-- Objective 1 --
In the query index documentation below, which aggregate does the note recommend in an index for columns with frequent `DELETE`s?

-- Document extract --
────

A query falls back to scanning the base table when it needs something the index doesn't carry, for example a filter or grouping on a column that is not one of the index's grouping keys (`WHERE sales_amount > 100`), or an aggregate the index doesn't define.

You can group and aggregate over expressions, for example `ROUND(order_value, 2)` or `CASE WHEN LENGTH(product_name) < 100 THEN product_name ELSE 'Other' END`, as long as the query repeats the same expression.

<Note>
  For columns with frequent `DELETE`s, prefer [`COUNTING_HLL_COUNT_DISTINCT`](/reference-sql/functions-reference/aggregation/counting-hll-count-distinct) over `APPROX_COUNT_DISTINCT` in an index. It absorbs deletions without a full recompute.
</Note>

## Observability

Use [`EXPLAIN`](/reference-sql/commands/queries/explain) to confirm the optimizer matched the index. A matched plan reads from the index table (shown as `@<index_name>`) and applies `*merge` aggregates over its partial state, instead of a `read_tablets` scan of the base table.

────

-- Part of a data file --
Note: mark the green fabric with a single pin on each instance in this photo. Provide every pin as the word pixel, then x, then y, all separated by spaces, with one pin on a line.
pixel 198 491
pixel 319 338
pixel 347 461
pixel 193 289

────

-- Objective 2 --
Write out all the data file entries above again, line for line, with nothing changed.

-- Full solution 1 --
`COUNTING_HLL_COUNT_DISTINCT`

-- Full solution 2 --
Note: mark the green fabric with a single pin on each instance in this photo. Provide every pin as the word pixel, then x, then y, all separated by spaces, with one pin on a line.
pixel 198 491
pixel 319 338
pixel 347 461
pixel 193 289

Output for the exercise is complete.